Four dimensions of treatment beliefs were measured using the brief LBP Treatment Beliefs Questionnaire: expected effectiveness, credibility, concerns and individualised fit (four items per subscale).60 This questionnaire was explicitly designed for use in mixed cohorts of patients with LBP undergoing diverse treatments. It was completed at baseline as patients’ expectancies regarding effectiveness should be measured early in treatment.13
A single-item numerical rating scale at baseline measured practitioners’ outcome expectancies for each patient. Four subscales from the ABS-mp measured, at baseline, practitioners’: willingness to engage with psychological issues (four items); confidence and concern over clinical limitations (two items); re-activation of work and activity (three items) and belief in an underlying structural cause of pain (three items).17 58
Hypothesised mediators, that is, constructs thought to be on the causal pathway between contextual components and patient outcomes, were measured at baseline, 2 weeks and 3 months. The reliable and valid 9-item Brief Illness Perceptions Questionnaire was used to measure the extent to which patients perceive their LBP as threatening.61 Self-efficacy for coping with pain was assessed using the 5-item Chronic Pain Self-Efficacy for Pain Management subscale.62 Psychosocial distress was assessed using the 5-item Psychosocial scale on the STarT Back Questionnaire63 which assesses multiple modifiable psychosocial predictors of outcome.
Clinical and sociodemographic characteristics
Patient and practitioner characteristics were assessed at baseline. Patient characteristics were: leg pain and shoulder/neck pain bothersomeness (measured using the single item on bothersomeness as worded on the STarT Back tool63 adapted from Dunn and Croft64); LBP duration; age; gender; work status; compensation status; comorbidities; co-treatments; socioeconomic status. To indicate socioeconomic status, patients’ postcodes were collected and used to assign the associated index of multiple deprivation (IMD) score to assign to each patient. The IMD ranks 32 844 small areas in England from most to least deprived; scores from 1 to 10 are then assigned to each area indicating the decile of deprivation, and these can be looked up by postcode. An IMD score of 1 indicates that the area is among the most deprived 10% of areas.65 Practitioner characteristics were: time since qualifying; experience in musculoskeletal care; age; gender.
Practitioners reported for each patient individually at 3 months which treatment modalities had been applied (reported in online supplemental table 3).
The planned multilevel analysis required a final sample size of 690 patients to detect correlations between the predictors, hypothesised mediators and the primary outcome with Pearson’s R=0.2 (and corresponding Beta regression coefficients of 0.235) with 95% power and p<0.0005 (two-tailed). This sample size was adjusted for clustering of patients within practitioners: the basic sample size was inflated by a factor of 1+(K−1)*ICC, where K=8 and ICC=0.01066 (K=mean patients recruited per practitioner, ICC=intra-cluster correlation). It was also intended to allow testing for interactions and possible treatment-specific effects. The target sample size required 86 practitioners to actively recruit patients (29 practitioners per therapy). To allow for 30% dropout, based on a similar prospective cohort study in acupuncture,15 we aimed to recruit 986 patients.
Paper questionnaires were entered online by researchers and checked for accuracy. All data were downloaded into MS Excel, cleaned and exported into SPSS V.22 and Stata for analysis.
Data were explored using descriptive statistics and graphs. Cronbach’s alpha was calculated to summarise the internal consistency of the measures at baseline. No imputation was undertaken for missing values.

----------

- [What to do]
List the dimensions of treatment beliefs that the methods passage says were measured with the brief LBP Treatment Beliefs Questionnaire.

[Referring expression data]
----------

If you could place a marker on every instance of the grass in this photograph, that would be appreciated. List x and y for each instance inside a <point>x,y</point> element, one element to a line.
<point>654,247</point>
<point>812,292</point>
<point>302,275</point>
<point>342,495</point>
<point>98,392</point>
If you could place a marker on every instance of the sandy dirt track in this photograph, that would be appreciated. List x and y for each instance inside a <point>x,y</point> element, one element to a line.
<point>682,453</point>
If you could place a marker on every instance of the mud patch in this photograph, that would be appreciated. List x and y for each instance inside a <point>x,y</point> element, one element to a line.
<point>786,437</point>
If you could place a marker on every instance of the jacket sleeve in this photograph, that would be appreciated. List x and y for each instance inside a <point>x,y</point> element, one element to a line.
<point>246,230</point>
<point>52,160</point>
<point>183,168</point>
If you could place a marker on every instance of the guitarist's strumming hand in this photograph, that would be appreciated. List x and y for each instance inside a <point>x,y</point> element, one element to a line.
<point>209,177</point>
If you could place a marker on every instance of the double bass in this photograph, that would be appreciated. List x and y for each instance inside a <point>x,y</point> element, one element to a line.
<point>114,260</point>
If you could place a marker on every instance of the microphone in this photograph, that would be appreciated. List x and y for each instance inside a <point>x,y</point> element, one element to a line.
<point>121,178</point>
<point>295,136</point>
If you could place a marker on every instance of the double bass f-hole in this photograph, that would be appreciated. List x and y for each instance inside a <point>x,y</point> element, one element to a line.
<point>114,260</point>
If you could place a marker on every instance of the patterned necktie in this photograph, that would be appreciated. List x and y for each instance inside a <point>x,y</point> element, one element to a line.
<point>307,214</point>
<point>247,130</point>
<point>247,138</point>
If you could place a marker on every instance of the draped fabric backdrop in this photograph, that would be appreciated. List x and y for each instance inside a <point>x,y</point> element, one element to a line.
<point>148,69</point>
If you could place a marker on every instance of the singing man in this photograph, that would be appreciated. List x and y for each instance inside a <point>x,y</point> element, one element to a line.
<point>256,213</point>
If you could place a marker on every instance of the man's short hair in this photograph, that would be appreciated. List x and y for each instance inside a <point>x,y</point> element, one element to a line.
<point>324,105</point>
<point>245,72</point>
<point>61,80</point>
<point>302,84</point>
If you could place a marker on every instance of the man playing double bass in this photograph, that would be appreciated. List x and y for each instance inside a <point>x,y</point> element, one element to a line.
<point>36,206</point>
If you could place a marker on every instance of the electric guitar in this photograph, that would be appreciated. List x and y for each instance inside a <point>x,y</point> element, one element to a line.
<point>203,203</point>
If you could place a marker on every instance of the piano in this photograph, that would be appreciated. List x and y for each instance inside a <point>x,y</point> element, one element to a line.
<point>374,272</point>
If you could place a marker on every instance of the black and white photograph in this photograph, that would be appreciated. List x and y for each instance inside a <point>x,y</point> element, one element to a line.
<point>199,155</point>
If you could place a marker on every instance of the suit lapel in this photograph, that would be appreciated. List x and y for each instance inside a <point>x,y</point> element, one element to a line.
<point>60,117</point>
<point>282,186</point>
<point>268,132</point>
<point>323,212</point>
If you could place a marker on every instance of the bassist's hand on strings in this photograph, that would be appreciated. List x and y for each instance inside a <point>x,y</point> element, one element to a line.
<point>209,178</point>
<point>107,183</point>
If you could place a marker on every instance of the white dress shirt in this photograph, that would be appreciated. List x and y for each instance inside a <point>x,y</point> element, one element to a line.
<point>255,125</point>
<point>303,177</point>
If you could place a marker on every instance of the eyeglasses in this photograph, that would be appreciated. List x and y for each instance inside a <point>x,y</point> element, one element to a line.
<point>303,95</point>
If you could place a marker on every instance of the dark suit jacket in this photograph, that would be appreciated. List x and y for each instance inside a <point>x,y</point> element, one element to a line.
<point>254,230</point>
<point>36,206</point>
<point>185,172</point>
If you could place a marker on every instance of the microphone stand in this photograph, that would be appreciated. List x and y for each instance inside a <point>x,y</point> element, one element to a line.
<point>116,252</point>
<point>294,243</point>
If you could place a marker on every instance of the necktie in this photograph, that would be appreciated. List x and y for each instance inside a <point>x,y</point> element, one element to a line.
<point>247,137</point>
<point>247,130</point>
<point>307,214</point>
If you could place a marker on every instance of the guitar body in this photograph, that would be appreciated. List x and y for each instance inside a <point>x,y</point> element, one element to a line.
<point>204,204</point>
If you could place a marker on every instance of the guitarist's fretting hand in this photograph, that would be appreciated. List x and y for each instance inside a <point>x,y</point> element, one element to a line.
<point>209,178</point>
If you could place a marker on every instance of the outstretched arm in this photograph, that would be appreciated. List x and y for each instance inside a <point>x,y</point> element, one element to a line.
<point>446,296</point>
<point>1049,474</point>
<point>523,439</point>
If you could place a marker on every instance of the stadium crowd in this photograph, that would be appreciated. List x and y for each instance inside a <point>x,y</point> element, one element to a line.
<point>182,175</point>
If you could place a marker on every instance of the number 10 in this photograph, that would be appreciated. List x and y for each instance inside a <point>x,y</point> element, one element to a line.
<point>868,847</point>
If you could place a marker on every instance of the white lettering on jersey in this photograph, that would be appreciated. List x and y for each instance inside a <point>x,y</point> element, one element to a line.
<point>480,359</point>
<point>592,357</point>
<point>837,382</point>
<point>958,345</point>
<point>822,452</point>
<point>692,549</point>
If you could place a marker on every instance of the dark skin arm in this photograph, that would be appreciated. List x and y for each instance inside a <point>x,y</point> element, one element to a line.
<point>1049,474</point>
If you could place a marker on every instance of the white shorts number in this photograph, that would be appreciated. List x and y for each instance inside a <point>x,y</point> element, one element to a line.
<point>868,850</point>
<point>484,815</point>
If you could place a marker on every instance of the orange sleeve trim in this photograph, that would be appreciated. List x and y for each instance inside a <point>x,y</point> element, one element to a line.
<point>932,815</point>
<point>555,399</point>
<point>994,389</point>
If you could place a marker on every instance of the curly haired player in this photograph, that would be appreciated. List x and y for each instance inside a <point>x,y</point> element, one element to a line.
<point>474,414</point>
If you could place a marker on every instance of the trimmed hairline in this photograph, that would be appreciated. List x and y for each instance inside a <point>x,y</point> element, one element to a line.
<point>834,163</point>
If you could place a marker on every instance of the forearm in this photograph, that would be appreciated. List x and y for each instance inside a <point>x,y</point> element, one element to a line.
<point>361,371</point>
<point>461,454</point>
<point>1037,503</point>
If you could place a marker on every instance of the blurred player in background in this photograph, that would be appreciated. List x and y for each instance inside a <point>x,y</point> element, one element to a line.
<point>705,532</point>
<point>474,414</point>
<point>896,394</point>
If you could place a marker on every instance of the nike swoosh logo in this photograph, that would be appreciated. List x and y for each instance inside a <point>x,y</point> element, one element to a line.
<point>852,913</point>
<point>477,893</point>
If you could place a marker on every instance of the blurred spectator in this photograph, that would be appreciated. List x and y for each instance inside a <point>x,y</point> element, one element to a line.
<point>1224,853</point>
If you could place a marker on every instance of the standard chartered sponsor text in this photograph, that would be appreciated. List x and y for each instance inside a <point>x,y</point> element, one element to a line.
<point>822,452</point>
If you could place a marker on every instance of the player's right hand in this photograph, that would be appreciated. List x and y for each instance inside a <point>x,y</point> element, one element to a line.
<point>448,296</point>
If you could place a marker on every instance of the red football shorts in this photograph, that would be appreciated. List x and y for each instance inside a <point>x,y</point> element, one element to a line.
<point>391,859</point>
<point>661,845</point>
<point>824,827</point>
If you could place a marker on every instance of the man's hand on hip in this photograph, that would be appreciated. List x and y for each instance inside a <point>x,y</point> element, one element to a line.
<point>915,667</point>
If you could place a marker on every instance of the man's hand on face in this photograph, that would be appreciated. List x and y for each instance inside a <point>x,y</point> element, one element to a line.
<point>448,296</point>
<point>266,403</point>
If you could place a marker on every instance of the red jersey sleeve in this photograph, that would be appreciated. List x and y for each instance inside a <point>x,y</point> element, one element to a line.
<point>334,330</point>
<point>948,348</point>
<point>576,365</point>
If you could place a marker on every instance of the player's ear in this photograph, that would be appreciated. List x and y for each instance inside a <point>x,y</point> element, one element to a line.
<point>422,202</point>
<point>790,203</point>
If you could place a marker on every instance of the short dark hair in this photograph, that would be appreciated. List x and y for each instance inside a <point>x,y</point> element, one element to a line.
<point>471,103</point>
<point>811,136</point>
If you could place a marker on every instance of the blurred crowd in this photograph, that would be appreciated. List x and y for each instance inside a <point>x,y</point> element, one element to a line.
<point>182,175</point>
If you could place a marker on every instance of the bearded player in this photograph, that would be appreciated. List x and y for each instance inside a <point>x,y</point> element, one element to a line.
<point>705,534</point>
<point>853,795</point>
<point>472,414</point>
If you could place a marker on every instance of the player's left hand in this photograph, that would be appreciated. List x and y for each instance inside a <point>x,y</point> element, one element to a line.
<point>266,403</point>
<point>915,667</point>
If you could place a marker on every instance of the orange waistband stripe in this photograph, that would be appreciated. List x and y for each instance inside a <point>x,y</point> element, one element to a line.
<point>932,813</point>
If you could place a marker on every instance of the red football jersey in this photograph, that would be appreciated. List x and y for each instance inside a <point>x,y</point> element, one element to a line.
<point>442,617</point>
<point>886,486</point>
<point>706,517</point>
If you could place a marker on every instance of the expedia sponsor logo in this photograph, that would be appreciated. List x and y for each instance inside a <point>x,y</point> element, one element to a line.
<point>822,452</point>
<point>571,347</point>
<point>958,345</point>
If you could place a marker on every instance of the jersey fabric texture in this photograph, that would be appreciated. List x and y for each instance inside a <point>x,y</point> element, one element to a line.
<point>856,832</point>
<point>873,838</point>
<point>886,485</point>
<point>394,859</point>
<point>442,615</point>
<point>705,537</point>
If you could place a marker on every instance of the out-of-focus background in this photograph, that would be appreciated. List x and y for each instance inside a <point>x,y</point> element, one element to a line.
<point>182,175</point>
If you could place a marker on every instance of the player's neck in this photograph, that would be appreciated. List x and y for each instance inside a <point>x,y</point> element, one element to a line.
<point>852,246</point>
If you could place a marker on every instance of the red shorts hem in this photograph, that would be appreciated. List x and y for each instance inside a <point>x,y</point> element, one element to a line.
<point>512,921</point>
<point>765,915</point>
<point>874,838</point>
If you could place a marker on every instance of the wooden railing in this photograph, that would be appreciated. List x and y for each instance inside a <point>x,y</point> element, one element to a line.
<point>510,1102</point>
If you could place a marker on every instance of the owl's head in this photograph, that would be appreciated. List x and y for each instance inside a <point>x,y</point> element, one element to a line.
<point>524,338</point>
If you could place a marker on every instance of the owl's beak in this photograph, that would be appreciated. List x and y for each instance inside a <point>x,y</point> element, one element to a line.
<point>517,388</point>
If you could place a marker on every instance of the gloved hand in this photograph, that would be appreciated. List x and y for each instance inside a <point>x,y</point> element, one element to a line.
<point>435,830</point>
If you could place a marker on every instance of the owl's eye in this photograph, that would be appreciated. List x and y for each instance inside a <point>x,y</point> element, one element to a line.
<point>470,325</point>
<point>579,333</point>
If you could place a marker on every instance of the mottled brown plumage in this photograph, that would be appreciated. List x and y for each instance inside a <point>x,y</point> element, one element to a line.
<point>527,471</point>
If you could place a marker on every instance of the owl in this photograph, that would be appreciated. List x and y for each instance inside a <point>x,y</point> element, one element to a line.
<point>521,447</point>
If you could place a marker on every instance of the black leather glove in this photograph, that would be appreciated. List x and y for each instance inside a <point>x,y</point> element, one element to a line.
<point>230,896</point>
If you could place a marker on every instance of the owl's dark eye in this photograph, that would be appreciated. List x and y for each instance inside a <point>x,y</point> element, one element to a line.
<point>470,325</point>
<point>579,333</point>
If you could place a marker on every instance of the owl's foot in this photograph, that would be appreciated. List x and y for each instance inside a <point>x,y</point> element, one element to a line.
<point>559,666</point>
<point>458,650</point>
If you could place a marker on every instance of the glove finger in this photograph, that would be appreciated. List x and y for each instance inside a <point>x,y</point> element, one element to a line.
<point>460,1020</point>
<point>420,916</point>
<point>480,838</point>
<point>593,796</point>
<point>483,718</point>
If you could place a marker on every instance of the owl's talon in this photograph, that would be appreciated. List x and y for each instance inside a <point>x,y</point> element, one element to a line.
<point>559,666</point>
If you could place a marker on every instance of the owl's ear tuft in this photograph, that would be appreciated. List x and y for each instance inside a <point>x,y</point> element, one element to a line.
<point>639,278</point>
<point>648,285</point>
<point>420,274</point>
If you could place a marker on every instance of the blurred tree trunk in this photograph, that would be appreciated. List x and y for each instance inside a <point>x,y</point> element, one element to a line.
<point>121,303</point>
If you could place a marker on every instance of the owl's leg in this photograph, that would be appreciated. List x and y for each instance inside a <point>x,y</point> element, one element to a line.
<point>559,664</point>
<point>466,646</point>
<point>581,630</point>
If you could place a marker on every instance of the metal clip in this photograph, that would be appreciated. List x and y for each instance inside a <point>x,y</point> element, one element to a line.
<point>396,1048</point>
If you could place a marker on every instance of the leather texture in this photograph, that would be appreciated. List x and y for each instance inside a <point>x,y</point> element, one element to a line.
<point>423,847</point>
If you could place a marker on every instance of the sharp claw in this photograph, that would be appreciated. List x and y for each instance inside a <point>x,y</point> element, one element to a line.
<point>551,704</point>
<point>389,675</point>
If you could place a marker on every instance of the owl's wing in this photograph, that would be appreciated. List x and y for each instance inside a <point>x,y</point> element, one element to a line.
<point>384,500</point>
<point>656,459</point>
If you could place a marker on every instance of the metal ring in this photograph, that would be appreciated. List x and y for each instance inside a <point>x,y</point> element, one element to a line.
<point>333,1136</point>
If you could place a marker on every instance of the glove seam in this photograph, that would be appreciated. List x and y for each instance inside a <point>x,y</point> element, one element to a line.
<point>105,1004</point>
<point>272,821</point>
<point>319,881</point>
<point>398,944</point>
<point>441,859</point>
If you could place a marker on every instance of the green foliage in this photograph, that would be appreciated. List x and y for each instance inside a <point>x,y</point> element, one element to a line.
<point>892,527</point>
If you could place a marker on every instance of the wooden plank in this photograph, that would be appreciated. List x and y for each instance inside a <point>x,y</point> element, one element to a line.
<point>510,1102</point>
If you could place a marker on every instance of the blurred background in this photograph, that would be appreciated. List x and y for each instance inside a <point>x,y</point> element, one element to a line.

----------

- [Expected answer]
Expected effectiveness, credibility, concerns, and individualised fit.